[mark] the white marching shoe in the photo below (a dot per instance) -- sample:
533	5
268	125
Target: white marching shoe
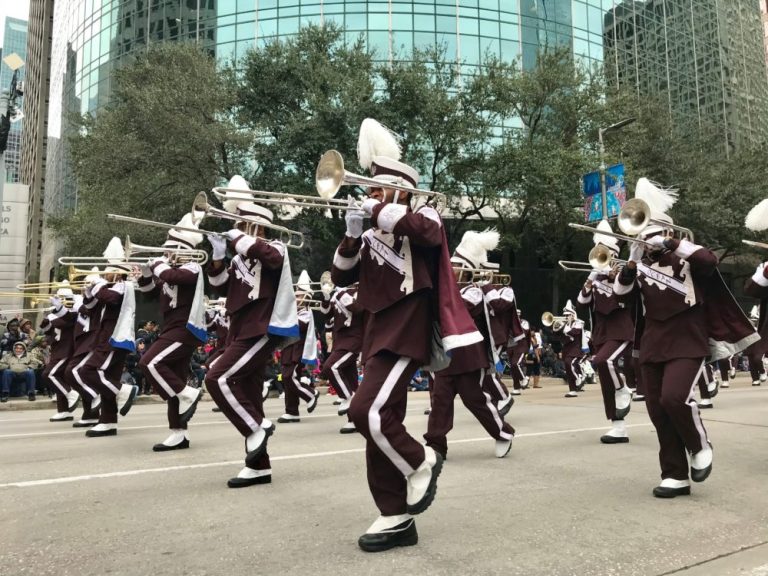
188	399
178	440
422	482
617	434
73	399
623	397
125	397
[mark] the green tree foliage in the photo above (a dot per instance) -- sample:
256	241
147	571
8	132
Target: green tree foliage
167	133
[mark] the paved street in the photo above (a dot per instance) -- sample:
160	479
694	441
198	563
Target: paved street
560	504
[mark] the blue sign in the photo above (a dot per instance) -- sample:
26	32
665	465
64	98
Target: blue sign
616	193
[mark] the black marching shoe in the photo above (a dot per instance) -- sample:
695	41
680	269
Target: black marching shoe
401	535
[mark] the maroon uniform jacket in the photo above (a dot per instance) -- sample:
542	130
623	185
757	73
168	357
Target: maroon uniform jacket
475	356
292	353
396	264
672	287
346	320
757	287
59	326
175	286
611	315
250	284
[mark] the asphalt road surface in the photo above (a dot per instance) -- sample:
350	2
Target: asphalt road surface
560	504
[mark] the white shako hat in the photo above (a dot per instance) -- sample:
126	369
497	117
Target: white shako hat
609	242
245	208
115	253
659	199
65	291
757	219
182	238
304	284
472	251
378	151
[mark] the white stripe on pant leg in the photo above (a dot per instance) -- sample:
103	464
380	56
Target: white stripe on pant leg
227	391
102	375
374	418
54	379
618	383
152	367
695	413
493	410
76	374
335	370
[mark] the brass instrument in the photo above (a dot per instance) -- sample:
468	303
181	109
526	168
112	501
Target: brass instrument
635	216
330	175
556	322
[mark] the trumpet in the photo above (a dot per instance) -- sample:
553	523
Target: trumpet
556	322
330	175
635	216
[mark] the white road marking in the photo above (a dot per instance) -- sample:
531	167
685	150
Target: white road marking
123	473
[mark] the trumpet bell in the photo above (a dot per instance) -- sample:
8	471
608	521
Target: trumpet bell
634	216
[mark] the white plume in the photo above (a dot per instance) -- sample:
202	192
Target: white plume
376	140
757	219
659	199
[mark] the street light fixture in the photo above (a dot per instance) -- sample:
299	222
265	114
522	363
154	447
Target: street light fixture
600	133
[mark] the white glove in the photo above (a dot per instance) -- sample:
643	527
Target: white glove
233	234
657	243
369	204
636	252
354	219
219	246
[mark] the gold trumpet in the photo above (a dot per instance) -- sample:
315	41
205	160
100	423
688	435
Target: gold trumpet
330	175
556	322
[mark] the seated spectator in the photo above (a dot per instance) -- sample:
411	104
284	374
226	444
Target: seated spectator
18	366
12	336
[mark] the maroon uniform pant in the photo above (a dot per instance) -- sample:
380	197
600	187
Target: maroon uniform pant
469	387
572	371
54	371
166	366
669	396
516	357
606	363
341	369
756	368
102	372
294	389
378	411
72	375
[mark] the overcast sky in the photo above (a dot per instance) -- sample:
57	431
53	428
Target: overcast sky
14	9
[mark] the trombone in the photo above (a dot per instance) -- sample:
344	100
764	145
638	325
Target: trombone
330	175
635	216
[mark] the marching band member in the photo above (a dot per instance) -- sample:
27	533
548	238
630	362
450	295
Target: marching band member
84	339
466	373
59	327
572	337
686	306
262	313
340	367
180	287
612	334
116	307
407	291
295	356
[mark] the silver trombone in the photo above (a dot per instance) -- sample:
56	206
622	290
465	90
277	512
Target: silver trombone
330	175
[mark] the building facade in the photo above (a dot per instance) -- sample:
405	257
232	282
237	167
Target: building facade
15	41
707	58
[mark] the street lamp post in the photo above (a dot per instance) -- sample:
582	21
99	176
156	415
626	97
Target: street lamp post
600	133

Assignment » Each entry should be repeated exactly as it appears; the pictures stay out.

Result of the task »
[mark] the white marching shoe in the photo below (a dot per instance) -- sample:
533	5
268	125
Target: white marching shoe
188	399
178	440
422	482
617	434
73	399
623	397
125	397
[mark] the green tree foliage in the photo above (a dot per instance) -- sample:
256	241
147	571
8	132
Target: green tree foliage
167	133
[mark] the paved street in the photo above (a dot per instance) -- sample:
160	479
694	441
198	563
Target: paved street
560	504
[mark] the blue sign in the photo above (a dot per instance) -- sample:
26	32
665	465
64	98
Target: blue sign
616	193
[mark] the black marching shoe in the photo above (a dot per instance) -- sample:
695	41
680	269
Target: black marching shoe
401	535
[mark] the maroon uniform jacket in the photo above (a dot per instance) -- sample:
542	130
623	185
757	73
168	357
Target: maroon uniform jacket
475	356
292	353
396	264
672	287
346	320
757	287
59	326
175	286
611	315
250	284
[mark] the asphalt road surface in the photo above (a dot per instance) -- sample:
350	2
Target: asphalt road surface
560	504
[mark] the white shako hat in the photo above (a dot per instance) -- sample:
126	369
497	117
Target: white shako hat
609	242
245	208
115	253
659	199
65	291
757	219
182	238
304	284
472	251
378	151
[mark] the white stripe on pant leg in the photo above (a dot per instance) -- sample:
103	464
380	56
Target: white stripe on pant leg
227	391
102	375
374	418
54	379
618	383
152	367
695	413
493	410
76	374
335	370
[mark] the brass instrument in the photo above (a dot per instance) -- sample:
468	303
181	109
526	168
112	501
Target: brass instrument
635	216
330	175
556	322
[mark] the trumpet in the photo above (a dot per instance) -- sample:
553	523
Target: trumpet
556	322
330	175
635	216
[mark] the white road marking in the photo above (a dot per instance) -- sample:
531	167
685	150
Target: white road marking
123	473
[mark] the trumpet bell in the photo above (a dot per instance) -- sample:
8	471
608	521
Target: trumpet bell
634	216
[mark] the white plume in the photo above (a dot per instance) -- sample:
202	192
Target: white plume
376	140
757	219
659	199
[mark] the street light fixture in the photo above (a dot per instance) -- sample:
299	222
265	114
522	363
154	447
Target: street light fixture
600	133
[mark] the white glove in the photo above (a dot per instance) -- sample:
643	527
Target: white glove
233	234
657	243
369	204
636	252
354	219
219	246
[mark] the gold trumpet in the photo above (a dot per instance) -- sample:
315	41
205	160
100	423
688	435
Target: gold trumpet
330	175
556	322
[mark] the seated spectator in the photo above (a dot per instance) -- sample:
411	104
284	374
226	444
Target: seated spectator
18	366
12	336
[mark] the maroon uniform pant in the photo above (a dot per instance) -- sample:
380	197
600	187
Target: maroon uniform pant
469	387
572	371
54	371
166	366
669	396
516	357
606	363
341	369
756	368
102	372
294	389
378	411
72	375
[mark] the overcast sky in the photo above (a dot per instance) -- sample:
57	431
53	428
Target: overcast sky
14	9
[mark] the trombone in the photo above (a dot per instance) -- sample:
344	100
764	145
638	325
Target: trombone
330	175
635	216
[mark] the marching band member in the photo above (a dot per instance) -- sample:
27	533
548	238
630	362
450	295
Target: marching band member
84	339
466	373
59	327
572	337
686	306
262	313
340	367
180	287
612	334
116	307
407	291
295	356
[mark] the silver trombone in the photo above (a dot per instance) -- sample:
56	206
622	290
465	90
277	512
Target: silver trombone
330	175
[mark] the building facade in the photo above (a dot per instance) -- sample:
405	257
232	282
237	167
Target: building facade
15	41
707	58
[mark] the street lamp post in the photo above (a dot per instance) -- sample:
582	21
99	176
156	415
626	97
Target: street lamp post
600	133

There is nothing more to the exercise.